§ **Exercise prompt**: Whenever a line in the listing contains "fingernail", copy that line.
START Records provided
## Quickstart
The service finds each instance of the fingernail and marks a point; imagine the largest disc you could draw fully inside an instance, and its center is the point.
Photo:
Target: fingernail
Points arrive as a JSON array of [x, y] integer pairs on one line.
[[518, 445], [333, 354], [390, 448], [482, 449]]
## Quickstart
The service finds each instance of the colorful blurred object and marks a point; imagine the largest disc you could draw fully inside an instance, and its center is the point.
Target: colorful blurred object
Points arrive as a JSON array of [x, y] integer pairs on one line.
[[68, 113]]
END Records provided
§ **Answer**:
The service finds each instance of the fingernail and marks a point; imagine the largest disc you could draw fully inside an instance, and its center is the point.
Target: fingernail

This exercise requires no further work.